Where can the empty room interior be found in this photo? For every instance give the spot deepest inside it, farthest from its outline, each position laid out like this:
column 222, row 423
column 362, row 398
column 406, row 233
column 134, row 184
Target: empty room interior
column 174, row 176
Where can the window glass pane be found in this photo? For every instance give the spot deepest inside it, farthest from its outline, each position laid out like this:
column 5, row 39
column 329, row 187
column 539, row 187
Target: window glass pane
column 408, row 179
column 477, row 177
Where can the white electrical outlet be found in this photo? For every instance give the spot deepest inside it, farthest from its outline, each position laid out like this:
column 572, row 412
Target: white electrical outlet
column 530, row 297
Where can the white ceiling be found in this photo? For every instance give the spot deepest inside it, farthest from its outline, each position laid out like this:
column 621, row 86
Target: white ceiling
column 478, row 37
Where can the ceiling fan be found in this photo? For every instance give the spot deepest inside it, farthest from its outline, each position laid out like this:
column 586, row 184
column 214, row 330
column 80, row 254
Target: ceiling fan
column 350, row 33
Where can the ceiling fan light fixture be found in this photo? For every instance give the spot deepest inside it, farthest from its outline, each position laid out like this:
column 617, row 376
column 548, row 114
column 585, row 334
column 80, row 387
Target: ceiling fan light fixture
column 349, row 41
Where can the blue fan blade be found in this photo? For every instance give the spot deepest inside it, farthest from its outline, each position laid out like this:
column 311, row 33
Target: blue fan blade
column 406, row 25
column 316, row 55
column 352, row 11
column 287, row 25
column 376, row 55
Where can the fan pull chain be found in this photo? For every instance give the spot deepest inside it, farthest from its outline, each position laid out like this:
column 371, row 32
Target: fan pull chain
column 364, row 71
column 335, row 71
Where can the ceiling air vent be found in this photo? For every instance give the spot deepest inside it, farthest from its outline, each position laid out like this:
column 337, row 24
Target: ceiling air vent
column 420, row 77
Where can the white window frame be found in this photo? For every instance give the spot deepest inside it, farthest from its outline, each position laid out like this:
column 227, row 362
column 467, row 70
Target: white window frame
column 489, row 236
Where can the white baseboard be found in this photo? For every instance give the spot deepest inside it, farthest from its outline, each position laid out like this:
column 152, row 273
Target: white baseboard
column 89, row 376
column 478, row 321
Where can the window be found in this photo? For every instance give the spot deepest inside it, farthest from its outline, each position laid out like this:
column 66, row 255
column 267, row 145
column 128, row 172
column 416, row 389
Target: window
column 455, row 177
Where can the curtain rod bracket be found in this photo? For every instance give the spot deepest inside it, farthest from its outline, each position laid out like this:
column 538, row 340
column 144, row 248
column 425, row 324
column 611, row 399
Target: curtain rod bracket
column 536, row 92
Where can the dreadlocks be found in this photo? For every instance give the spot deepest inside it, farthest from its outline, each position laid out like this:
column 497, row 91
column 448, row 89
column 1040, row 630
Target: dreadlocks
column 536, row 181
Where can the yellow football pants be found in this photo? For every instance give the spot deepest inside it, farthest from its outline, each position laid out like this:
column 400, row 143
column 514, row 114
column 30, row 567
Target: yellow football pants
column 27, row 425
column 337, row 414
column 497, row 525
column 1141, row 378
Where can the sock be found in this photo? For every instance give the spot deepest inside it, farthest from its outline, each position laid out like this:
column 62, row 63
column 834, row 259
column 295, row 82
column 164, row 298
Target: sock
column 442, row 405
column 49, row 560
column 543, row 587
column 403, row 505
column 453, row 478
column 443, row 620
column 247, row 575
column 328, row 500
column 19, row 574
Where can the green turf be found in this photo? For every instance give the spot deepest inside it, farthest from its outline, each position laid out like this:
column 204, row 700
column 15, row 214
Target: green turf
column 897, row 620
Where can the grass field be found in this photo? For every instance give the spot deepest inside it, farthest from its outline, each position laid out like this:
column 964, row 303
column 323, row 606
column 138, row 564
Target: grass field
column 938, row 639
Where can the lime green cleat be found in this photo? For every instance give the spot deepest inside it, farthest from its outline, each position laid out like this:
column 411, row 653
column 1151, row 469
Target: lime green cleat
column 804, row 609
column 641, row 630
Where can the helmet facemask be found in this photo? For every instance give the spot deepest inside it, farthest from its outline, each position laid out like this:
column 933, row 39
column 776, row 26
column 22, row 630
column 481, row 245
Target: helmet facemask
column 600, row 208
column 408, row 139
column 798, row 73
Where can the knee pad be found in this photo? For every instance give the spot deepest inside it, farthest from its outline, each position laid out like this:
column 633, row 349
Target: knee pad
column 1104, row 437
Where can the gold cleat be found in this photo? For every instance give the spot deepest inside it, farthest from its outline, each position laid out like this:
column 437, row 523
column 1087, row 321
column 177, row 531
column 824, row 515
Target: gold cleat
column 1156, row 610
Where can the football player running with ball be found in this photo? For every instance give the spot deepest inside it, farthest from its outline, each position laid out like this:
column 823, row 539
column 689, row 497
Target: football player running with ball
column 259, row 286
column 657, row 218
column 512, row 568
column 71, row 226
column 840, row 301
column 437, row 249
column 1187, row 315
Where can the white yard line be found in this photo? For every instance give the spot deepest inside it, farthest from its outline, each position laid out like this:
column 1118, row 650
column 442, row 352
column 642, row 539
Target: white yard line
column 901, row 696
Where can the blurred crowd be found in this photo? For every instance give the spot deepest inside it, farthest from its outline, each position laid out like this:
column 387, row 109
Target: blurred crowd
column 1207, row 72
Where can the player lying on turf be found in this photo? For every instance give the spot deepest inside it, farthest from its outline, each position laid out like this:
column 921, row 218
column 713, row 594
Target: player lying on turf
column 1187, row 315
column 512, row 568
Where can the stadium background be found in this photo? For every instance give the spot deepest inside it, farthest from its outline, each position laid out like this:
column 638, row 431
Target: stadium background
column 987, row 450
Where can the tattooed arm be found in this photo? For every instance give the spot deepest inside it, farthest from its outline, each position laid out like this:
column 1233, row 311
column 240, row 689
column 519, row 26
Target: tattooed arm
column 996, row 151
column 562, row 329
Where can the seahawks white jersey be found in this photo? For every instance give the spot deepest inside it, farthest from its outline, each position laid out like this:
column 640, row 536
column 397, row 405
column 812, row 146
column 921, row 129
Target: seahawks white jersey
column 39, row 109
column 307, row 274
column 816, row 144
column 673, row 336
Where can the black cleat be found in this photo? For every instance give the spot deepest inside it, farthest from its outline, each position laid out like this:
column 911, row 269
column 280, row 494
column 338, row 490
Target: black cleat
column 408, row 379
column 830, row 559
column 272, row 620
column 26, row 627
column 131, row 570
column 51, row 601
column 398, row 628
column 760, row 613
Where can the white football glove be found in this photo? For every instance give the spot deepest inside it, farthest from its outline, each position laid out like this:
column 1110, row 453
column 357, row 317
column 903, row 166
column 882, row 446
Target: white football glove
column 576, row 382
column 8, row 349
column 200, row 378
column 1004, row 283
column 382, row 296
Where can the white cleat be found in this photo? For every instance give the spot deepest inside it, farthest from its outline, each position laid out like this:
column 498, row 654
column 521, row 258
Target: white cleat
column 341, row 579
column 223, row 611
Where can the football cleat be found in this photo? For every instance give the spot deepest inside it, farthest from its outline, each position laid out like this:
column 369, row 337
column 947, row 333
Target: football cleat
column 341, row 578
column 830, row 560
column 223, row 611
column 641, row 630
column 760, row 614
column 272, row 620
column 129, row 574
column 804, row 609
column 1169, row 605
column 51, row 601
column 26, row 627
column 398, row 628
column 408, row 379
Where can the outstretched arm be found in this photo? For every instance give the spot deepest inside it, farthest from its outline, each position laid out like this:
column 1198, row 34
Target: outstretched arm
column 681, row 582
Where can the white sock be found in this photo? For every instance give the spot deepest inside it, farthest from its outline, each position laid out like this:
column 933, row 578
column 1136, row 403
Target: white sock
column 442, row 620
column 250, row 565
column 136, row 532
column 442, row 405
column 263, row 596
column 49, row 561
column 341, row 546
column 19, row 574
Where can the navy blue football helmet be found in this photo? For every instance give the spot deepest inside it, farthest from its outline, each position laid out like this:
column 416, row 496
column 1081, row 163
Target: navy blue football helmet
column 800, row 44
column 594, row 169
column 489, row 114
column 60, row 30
-------------------------
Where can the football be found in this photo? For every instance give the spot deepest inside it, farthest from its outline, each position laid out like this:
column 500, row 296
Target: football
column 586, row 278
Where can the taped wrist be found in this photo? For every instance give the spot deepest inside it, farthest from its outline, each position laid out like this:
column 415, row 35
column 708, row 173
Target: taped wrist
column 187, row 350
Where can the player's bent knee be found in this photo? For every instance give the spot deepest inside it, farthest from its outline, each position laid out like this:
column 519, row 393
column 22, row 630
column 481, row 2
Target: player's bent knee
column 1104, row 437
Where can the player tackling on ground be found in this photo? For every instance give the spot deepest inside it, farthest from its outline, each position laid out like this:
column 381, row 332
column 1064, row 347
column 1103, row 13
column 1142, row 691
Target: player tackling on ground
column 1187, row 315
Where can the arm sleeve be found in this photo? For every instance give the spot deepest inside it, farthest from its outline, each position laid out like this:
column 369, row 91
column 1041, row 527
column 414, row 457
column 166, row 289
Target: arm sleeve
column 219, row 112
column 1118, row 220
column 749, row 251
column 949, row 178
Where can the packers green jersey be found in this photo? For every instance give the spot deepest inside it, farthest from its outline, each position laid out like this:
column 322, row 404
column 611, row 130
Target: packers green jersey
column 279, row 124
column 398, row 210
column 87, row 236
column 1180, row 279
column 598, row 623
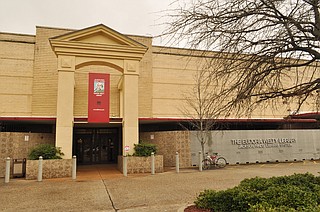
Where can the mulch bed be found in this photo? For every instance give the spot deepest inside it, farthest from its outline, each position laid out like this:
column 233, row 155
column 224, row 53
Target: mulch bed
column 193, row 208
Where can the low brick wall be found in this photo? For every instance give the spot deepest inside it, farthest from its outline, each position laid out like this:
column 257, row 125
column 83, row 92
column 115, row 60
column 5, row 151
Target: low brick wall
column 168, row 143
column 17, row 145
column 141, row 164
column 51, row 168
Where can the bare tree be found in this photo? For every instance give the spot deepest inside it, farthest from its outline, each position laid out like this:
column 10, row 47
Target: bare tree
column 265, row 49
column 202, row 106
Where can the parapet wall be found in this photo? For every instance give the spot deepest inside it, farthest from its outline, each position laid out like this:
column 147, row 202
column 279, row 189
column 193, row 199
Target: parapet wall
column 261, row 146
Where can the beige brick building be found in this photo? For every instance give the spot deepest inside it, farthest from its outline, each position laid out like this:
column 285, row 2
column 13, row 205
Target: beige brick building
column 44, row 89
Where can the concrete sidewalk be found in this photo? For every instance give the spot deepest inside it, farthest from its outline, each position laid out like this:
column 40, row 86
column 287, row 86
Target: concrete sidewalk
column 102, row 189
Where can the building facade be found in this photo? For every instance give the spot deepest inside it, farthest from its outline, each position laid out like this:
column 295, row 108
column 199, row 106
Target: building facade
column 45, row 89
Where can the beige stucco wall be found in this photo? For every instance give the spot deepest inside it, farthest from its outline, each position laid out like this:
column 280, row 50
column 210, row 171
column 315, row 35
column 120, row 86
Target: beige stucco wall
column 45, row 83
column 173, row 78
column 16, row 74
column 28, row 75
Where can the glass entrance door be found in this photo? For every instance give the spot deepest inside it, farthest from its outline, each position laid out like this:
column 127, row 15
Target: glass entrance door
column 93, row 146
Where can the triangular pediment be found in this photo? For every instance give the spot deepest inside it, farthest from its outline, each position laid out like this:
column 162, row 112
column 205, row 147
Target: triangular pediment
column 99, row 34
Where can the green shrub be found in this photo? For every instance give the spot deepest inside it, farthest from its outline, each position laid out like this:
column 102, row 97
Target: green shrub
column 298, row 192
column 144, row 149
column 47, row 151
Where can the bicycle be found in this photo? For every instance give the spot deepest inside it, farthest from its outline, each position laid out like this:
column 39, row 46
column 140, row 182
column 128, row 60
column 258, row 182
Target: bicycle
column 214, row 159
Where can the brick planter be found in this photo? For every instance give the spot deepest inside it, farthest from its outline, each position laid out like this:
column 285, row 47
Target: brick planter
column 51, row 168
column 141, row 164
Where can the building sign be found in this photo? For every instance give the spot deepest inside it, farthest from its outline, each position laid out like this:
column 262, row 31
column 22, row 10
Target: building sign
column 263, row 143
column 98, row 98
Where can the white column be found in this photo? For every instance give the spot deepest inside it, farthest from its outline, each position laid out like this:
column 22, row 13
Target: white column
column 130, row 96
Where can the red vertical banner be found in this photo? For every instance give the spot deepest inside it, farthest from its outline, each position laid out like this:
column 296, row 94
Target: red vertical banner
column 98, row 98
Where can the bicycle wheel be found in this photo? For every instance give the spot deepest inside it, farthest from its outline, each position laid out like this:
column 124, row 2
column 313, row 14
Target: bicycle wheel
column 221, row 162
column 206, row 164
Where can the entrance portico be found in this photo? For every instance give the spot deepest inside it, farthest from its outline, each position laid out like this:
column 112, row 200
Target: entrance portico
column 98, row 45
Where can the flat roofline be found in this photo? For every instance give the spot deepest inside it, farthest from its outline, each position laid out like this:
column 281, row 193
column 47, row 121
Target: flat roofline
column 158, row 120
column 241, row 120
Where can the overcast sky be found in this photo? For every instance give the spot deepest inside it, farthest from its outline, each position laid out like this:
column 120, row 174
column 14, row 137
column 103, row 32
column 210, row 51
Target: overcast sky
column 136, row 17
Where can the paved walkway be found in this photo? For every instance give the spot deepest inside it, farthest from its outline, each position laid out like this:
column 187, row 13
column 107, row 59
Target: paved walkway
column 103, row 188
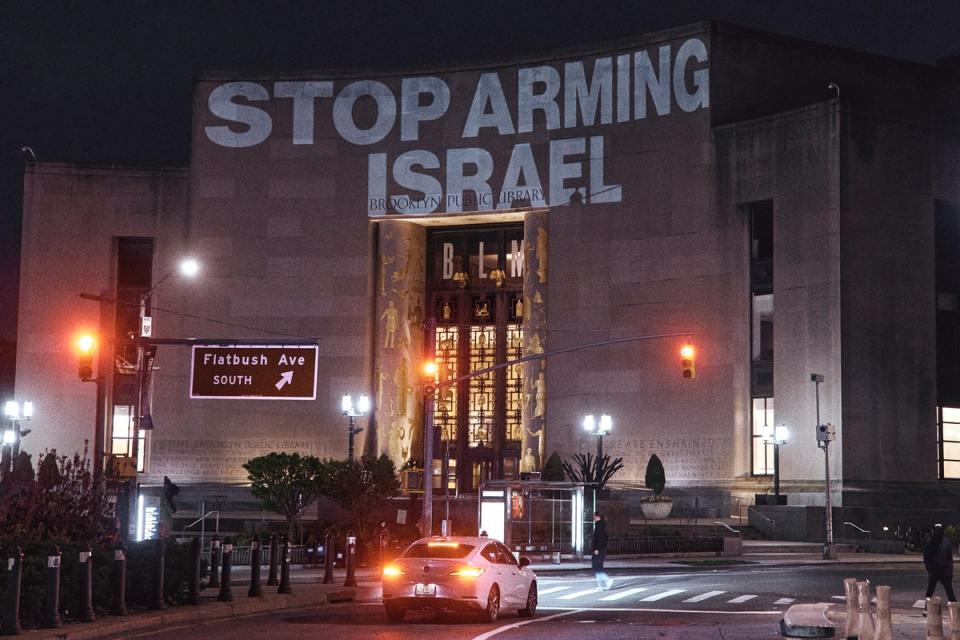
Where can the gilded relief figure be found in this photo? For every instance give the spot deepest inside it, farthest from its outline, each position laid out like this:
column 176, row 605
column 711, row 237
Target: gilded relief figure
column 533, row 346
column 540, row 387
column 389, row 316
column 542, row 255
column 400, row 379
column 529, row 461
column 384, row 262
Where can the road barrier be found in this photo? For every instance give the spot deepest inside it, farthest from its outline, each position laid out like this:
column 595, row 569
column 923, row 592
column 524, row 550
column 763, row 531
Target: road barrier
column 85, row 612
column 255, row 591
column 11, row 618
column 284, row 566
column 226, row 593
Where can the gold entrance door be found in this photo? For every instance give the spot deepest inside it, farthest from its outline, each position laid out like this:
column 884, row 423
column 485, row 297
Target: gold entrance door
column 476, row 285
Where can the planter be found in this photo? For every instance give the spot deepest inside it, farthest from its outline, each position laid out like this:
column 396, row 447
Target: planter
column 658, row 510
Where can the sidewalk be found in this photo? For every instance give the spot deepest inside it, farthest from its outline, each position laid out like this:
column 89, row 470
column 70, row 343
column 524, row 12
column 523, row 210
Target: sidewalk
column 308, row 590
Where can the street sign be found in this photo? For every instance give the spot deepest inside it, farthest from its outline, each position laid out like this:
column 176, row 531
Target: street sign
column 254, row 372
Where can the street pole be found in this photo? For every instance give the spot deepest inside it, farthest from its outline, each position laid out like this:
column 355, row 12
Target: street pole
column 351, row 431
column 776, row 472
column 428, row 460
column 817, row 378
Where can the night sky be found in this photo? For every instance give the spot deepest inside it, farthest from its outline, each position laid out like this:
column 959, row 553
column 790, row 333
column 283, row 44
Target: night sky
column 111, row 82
-------------------------
• _About this task_:
Scan the listing above for the line that has "Where can the empty", then copy exactly from that line through the line that has "column 5, row 39".

• _Task output_:
Where can the empty room interior be found in this photo? For every instance give the spot deepest inside it, farthest from its outline, each position laid out like this:
column 222, row 423
column 362, row 398
column 406, row 233
column 134, row 184
Target: empty room interior
column 174, row 176
Where can the window glass pane be found in this photo? For every instance give the spot deepest inside it, farthest from its outline, each position laid out like this:
column 5, row 39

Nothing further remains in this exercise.